Gather every line in the entries below that contains the string "bridge" and copy each of those lines in full.
--- Begin Entries provided ---
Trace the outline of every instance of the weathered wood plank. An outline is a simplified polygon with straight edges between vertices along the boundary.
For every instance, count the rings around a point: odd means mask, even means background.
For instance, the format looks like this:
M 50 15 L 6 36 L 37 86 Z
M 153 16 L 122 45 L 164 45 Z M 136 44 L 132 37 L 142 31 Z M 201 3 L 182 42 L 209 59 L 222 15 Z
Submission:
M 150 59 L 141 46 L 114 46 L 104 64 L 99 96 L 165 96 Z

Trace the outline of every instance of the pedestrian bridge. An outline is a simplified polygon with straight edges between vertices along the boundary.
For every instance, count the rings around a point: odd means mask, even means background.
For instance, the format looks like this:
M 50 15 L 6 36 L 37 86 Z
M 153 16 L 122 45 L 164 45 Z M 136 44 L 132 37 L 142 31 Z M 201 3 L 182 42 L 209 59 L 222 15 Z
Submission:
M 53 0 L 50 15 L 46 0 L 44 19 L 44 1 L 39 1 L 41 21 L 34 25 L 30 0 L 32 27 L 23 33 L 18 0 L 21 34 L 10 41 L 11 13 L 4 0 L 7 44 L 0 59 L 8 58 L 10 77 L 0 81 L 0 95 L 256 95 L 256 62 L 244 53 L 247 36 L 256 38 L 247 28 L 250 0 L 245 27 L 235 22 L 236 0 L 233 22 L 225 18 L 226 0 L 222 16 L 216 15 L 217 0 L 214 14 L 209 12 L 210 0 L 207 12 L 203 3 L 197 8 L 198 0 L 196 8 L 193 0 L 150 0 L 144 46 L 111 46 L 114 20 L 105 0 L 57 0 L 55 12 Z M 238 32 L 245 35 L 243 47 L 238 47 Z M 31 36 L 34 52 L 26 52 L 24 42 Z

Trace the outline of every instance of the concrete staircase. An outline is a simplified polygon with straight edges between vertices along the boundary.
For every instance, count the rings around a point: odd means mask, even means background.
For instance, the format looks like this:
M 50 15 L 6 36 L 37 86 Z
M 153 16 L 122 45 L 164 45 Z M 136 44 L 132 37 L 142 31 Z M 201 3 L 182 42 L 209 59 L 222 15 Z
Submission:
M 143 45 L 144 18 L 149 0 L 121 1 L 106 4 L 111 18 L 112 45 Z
--- End Entries provided ---
--- Begin Entries provided ---
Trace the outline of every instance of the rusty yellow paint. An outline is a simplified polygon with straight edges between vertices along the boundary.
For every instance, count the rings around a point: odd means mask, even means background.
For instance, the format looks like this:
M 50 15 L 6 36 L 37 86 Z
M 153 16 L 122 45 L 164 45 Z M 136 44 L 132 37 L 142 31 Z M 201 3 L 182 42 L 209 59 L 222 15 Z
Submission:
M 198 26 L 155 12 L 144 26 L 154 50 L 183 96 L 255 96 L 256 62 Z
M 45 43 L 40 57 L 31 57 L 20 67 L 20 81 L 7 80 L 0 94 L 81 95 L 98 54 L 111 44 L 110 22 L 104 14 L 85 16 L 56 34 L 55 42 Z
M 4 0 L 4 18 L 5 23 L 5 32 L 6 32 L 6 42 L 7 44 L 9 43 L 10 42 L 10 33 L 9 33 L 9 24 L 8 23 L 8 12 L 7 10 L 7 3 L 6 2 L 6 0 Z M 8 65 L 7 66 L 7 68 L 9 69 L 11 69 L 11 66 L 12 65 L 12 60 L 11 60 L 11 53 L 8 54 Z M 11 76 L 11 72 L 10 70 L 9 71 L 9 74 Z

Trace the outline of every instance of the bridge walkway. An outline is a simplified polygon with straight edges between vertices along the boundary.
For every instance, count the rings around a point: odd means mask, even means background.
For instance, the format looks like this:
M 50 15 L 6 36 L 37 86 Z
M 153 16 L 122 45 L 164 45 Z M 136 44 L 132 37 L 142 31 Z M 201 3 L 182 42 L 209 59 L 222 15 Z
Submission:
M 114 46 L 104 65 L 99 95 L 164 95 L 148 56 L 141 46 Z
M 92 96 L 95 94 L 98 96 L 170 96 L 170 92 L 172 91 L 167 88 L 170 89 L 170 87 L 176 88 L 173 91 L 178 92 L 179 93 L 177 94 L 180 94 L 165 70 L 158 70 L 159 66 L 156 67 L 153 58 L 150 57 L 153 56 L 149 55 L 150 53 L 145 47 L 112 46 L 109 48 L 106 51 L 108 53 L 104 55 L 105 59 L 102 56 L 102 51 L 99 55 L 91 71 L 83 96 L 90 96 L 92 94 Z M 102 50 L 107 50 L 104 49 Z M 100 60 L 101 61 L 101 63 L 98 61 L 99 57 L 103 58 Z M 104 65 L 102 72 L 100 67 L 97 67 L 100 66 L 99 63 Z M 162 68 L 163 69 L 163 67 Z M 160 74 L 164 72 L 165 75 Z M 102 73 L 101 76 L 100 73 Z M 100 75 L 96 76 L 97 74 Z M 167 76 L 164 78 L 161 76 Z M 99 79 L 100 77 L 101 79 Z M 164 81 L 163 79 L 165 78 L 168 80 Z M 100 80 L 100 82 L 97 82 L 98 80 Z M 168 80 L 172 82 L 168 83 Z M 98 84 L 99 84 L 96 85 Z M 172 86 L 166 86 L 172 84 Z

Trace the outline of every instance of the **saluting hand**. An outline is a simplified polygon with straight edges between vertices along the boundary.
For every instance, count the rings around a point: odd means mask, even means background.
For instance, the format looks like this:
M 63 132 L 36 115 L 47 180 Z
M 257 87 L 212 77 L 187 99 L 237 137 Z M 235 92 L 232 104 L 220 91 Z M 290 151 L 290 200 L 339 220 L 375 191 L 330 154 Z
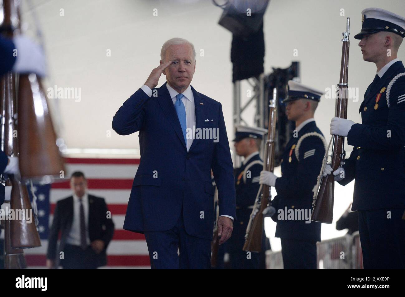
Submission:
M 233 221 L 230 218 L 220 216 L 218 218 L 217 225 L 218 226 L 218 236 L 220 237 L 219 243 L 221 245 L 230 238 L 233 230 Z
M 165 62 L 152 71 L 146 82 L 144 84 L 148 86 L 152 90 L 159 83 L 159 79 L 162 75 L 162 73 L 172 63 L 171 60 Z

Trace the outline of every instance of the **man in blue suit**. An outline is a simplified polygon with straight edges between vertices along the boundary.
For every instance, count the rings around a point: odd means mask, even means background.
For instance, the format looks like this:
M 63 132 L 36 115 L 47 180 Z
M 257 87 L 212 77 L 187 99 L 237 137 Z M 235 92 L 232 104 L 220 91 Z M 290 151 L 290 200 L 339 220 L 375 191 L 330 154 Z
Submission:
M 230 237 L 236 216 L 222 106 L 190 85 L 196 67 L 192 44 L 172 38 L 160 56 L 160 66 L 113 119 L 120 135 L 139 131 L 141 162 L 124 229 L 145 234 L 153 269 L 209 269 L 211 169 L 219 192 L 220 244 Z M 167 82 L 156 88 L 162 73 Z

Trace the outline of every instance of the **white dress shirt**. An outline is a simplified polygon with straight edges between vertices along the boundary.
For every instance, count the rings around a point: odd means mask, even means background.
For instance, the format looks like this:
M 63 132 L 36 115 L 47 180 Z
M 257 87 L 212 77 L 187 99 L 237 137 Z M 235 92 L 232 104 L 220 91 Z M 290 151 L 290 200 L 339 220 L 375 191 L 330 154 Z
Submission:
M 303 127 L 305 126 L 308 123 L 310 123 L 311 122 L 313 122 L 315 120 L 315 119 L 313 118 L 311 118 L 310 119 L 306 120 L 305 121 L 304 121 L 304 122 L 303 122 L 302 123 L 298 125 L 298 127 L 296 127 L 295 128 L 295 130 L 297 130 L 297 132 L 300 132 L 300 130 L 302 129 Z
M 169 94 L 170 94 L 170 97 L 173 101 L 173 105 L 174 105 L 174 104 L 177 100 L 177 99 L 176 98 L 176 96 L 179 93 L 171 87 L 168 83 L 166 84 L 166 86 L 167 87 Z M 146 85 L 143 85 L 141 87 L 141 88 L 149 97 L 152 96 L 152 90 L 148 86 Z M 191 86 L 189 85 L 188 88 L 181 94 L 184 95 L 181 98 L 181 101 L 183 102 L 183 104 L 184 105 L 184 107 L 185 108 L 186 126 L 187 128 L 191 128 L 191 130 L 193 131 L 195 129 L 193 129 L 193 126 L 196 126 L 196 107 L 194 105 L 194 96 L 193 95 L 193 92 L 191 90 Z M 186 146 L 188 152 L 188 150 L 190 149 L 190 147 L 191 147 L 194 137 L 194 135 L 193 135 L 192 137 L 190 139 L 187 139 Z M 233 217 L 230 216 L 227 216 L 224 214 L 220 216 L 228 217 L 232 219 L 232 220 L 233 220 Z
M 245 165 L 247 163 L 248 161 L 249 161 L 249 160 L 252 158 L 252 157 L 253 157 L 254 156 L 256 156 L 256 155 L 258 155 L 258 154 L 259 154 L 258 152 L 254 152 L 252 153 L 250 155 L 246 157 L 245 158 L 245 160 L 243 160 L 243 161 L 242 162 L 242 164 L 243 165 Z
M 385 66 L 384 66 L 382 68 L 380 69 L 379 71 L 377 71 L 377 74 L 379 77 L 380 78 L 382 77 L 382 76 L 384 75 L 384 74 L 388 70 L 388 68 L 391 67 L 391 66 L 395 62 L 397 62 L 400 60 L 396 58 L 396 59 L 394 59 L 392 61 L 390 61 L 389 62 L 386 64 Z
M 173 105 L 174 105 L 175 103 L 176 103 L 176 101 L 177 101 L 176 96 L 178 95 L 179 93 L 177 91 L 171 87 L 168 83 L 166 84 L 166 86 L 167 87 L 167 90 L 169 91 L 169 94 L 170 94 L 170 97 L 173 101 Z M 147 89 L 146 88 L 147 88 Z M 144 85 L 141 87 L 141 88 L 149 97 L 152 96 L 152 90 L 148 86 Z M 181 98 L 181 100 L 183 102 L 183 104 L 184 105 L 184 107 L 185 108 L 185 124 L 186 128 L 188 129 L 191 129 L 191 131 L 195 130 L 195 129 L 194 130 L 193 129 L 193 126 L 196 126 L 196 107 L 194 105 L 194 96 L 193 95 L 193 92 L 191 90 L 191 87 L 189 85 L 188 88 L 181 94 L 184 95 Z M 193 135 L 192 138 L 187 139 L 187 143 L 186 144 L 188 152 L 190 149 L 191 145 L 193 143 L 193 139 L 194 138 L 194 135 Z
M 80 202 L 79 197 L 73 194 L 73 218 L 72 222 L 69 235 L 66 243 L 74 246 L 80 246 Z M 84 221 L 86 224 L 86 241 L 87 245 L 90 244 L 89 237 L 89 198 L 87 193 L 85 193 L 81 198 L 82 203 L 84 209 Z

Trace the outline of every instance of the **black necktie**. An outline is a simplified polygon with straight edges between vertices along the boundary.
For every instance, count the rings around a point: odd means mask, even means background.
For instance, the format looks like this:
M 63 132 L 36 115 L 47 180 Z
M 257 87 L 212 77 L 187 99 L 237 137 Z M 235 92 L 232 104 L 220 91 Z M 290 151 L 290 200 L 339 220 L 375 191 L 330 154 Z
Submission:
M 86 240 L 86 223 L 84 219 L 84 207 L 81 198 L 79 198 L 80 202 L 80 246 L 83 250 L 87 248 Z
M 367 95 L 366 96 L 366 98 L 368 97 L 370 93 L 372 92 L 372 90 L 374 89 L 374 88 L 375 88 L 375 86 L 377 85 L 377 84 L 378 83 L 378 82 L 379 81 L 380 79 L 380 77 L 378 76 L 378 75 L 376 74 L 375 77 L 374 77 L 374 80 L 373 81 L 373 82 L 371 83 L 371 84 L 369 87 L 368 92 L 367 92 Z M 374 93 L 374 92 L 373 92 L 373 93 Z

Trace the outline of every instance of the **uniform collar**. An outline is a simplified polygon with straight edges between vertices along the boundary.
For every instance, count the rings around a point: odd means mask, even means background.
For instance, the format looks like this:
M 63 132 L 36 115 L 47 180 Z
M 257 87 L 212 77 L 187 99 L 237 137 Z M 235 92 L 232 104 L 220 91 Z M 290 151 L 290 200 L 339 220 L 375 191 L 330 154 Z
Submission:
--- End Entries provided ---
--- Begin Entries provided ---
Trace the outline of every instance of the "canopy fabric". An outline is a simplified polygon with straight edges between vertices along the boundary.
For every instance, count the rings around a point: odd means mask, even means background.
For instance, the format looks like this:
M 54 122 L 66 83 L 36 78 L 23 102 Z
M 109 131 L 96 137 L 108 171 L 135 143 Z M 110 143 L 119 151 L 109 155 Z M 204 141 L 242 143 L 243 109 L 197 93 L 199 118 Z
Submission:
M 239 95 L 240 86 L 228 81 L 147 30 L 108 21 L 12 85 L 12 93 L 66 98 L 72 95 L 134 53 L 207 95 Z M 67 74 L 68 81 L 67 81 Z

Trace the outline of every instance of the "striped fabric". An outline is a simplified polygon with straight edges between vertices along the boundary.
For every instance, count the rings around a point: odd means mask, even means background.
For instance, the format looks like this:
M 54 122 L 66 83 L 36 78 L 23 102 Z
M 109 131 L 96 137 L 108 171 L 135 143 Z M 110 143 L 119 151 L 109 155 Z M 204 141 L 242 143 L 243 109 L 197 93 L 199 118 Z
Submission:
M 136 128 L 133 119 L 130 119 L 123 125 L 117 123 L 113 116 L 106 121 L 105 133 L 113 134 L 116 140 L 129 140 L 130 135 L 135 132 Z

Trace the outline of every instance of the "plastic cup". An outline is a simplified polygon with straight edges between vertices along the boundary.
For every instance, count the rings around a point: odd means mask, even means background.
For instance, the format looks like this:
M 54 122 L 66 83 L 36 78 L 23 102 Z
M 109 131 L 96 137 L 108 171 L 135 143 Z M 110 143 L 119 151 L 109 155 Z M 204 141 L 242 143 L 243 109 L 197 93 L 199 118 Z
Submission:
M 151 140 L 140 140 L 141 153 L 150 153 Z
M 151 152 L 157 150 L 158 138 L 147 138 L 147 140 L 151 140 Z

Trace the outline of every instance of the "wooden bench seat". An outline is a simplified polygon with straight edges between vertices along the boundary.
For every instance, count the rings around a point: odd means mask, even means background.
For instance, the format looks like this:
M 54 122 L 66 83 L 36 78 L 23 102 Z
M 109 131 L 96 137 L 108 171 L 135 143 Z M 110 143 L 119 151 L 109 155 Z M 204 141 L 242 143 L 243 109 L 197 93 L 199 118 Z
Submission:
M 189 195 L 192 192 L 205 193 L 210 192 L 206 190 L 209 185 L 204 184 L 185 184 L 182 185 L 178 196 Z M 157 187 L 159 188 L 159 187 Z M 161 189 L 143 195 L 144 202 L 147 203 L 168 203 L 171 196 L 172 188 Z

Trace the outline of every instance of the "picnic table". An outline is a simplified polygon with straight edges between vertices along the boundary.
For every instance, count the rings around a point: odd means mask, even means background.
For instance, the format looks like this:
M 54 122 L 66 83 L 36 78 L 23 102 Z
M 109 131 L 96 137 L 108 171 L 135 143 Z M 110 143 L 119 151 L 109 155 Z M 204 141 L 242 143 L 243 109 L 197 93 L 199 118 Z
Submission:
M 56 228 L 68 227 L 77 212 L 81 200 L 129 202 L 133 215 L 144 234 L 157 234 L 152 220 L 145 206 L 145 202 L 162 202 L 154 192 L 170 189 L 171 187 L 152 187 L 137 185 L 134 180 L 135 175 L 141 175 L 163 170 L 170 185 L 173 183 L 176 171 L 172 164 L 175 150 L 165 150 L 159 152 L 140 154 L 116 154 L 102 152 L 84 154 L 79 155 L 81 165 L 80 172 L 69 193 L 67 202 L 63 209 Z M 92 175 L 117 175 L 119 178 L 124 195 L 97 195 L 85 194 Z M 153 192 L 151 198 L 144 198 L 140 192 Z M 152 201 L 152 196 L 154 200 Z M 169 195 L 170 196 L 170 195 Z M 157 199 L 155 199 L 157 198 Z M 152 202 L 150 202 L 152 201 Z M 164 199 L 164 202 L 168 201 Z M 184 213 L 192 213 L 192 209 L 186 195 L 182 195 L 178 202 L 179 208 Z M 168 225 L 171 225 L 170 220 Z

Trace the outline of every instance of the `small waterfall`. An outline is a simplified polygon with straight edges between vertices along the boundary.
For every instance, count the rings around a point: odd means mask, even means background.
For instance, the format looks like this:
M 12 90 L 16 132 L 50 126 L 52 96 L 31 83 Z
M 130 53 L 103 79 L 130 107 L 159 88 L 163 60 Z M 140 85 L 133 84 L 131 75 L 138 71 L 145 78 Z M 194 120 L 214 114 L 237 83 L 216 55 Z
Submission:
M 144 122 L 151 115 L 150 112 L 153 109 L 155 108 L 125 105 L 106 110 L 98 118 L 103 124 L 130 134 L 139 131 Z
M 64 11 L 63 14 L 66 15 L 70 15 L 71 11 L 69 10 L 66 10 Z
--- End Entries provided ---
* Full output
Trace the outline of every instance of the pedestrian bridge. An outline is a simplified polygon with straight edges between vertices along the boundary.
Trace the outline of every instance of the bridge walkway. An outline is a simplified polygon with straight edges between vertices along the boundary.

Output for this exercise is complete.